→ **ABOUT THIS EXERCISE**
Leave out the pictures and repeat the entries below verbatim.

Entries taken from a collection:
——

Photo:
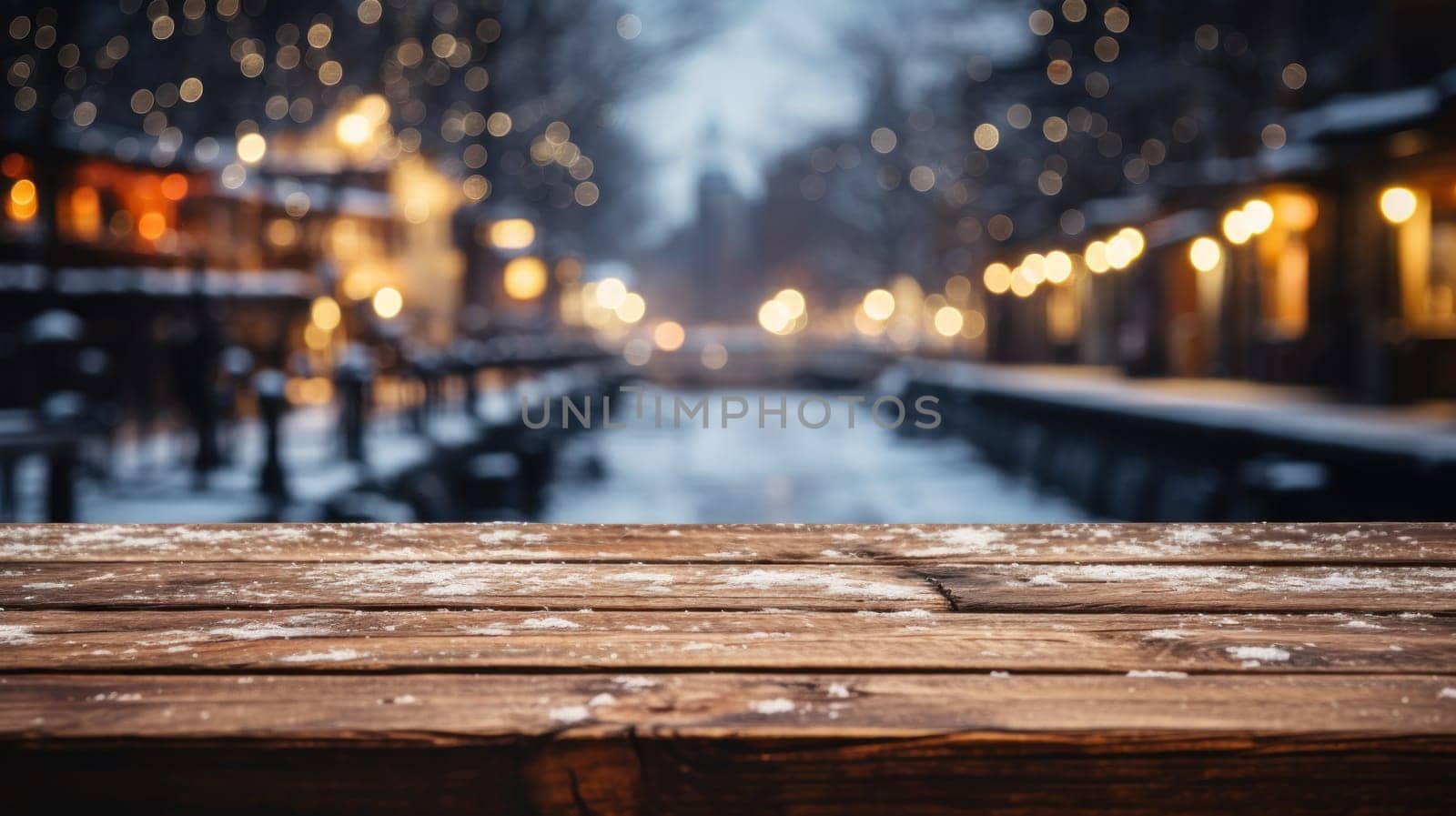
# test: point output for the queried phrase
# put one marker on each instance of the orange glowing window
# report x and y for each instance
(152, 226)
(1283, 252)
(82, 217)
(21, 204)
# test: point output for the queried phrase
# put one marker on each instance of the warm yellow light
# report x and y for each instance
(251, 148)
(631, 308)
(513, 233)
(325, 313)
(1120, 252)
(524, 278)
(281, 232)
(1237, 227)
(1059, 267)
(793, 300)
(152, 226)
(611, 293)
(1205, 254)
(996, 278)
(1398, 204)
(774, 316)
(354, 128)
(880, 304)
(948, 320)
(24, 192)
(388, 301)
(1259, 214)
(669, 335)
(1135, 240)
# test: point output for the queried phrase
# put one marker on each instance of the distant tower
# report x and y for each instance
(724, 286)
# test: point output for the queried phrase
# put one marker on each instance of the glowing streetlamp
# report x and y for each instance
(1398, 204)
(513, 235)
(1205, 254)
(388, 303)
(880, 304)
(524, 278)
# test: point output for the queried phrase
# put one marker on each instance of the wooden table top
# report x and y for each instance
(730, 670)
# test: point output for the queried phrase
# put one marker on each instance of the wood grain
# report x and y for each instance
(342, 640)
(1181, 588)
(1026, 670)
(1126, 588)
(1320, 544)
(463, 585)
(446, 709)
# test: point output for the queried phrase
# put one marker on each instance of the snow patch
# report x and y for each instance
(958, 541)
(15, 634)
(776, 706)
(332, 655)
(570, 714)
(1256, 655)
(829, 582)
(550, 623)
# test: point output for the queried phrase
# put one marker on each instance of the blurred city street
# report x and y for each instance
(746, 473)
(1154, 261)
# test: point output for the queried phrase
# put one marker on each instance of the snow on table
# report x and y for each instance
(728, 668)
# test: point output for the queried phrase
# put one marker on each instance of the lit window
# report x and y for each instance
(1426, 257)
(1283, 254)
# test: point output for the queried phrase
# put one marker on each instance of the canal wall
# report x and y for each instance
(1198, 451)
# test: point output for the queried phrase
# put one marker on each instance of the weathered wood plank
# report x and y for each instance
(1181, 588)
(557, 641)
(463, 585)
(715, 587)
(1431, 544)
(456, 707)
(662, 772)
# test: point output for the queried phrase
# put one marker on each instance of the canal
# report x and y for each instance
(744, 473)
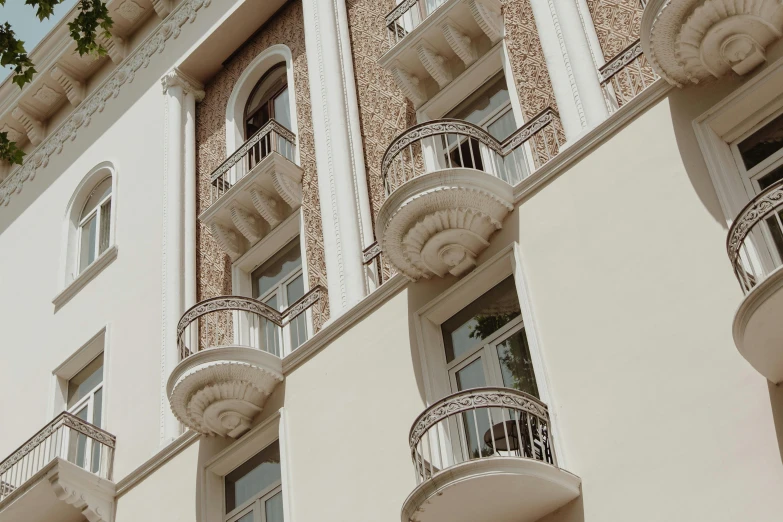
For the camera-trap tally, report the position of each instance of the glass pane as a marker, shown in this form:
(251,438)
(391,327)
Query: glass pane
(98,194)
(253,477)
(516,365)
(471,376)
(762,144)
(105,227)
(277,269)
(97,407)
(295,290)
(274,508)
(502,127)
(77,443)
(282,109)
(480,319)
(85,381)
(89,234)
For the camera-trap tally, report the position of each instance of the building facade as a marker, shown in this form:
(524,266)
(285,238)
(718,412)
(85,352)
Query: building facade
(438,260)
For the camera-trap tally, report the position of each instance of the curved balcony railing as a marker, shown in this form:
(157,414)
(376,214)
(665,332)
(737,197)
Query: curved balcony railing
(755,240)
(480,423)
(448,143)
(243,321)
(272,137)
(67,437)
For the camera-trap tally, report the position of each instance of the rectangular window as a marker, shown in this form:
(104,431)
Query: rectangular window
(253,491)
(280,283)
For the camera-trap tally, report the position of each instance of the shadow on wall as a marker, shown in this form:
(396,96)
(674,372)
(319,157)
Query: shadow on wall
(776,403)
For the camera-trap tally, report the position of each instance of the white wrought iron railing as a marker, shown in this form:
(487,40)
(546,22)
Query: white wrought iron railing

——

→ **EXPECTED OUTPUT**
Photo:
# test: point output for the queried phrase
# put one marker on each instance of the orange glowing window
# report x and y for each instance
(152, 226)
(1283, 252)
(82, 217)
(21, 204)
# test: point output for the queried phrase
# put one marker on each instance of the warm yellow light
# report x and y for each instance
(251, 148)
(631, 308)
(513, 233)
(325, 313)
(1120, 252)
(524, 278)
(281, 232)
(1237, 227)
(1059, 267)
(793, 300)
(152, 226)
(611, 293)
(1205, 254)
(996, 278)
(1398, 204)
(774, 316)
(354, 128)
(880, 304)
(948, 320)
(24, 192)
(388, 301)
(1259, 214)
(669, 335)
(1135, 240)
# test: point output for the queried phrase
# put one marker on each instance of the distant tower
# report x and y for each instance
(724, 286)
# test: point output for the queried phrase
# put one marker on each instance of the glowing streetlamp
# report x and y for each instance
(1398, 204)
(513, 235)
(1205, 254)
(388, 303)
(880, 304)
(524, 278)
# test: point output for the queried phrase
# put one marker on each instance of the wooden table top
# report x and y for each instance
(730, 670)
# test: point output for the queried phrase
# put one marker on each instance of the wood grain
# report x and y for each instance
(342, 640)
(1181, 588)
(1026, 670)
(1126, 588)
(1320, 544)
(463, 585)
(446, 709)
# test: point output for the queried phrase
# put one marker on each instance of the snow patch
# report x and y for each instance
(958, 541)
(15, 634)
(776, 706)
(332, 655)
(570, 714)
(1256, 655)
(829, 582)
(550, 623)
# test: point output for the queried phrase
# put one marker on each instance of the blurred city street
# report x and y for each instance
(746, 473)
(1154, 261)
# test: point output for the queried phrase
# put one marker on each instance of the snow on table
# report x and y for each instance
(728, 668)
# test: point output for the queried phrase
# put one marker on each instance of the lit window
# report x and y for each instance
(1426, 257)
(1283, 254)
# test: point output for the queried phrase
# put one marker on each instance of the canal wall
# report x and y for each instance
(1198, 451)
# test: point output for the queried phrase
# put one marker on each instance of the weathered wood plank
# report x and y for each instance
(1181, 588)
(557, 641)
(463, 585)
(715, 587)
(1431, 544)
(456, 707)
(662, 772)
# test: point output for the queried phrase
# put one marker on each instance of the canal
# report x and y for each instance
(744, 473)
For the camera-trap tally, report the position of each instance of the glass pane as a marker, shown in this form:
(251,438)
(391,327)
Query: glass pane
(98,194)
(253,477)
(516,365)
(471,376)
(762,144)
(105,227)
(277,269)
(97,407)
(295,290)
(274,508)
(502,127)
(77,443)
(282,109)
(480,319)
(85,381)
(89,234)
For the camera-trap tally, report the position of each instance of the building facade as a marker, shown in this form:
(524,266)
(285,238)
(718,412)
(85,352)
Query: building facade
(438,260)
For the camera-trap tally, report the position of each instance of the curved balcony railing as a marker, shown in this form:
(157,414)
(376,214)
(665,332)
(737,197)
Query: curved balcony railing
(755,240)
(480,423)
(448,143)
(243,321)
(272,137)
(67,437)
For the camera-trap tally, report the position of each instance of the rectangular window as a marker, shown in this form:
(104,431)
Query: rectangular window
(253,491)
(280,283)
For the camera-trap tally, report the position of each instance of the shadow on wall as a marker, shown in this form:
(396,96)
(674,372)
(319,157)
Query: shadow on wall
(776,403)
For the camera-trap tally, report the position of each instance of the white wrought iron railing as a marker, shown in this form:
(487,40)
(546,22)
Query: white wrought iron railing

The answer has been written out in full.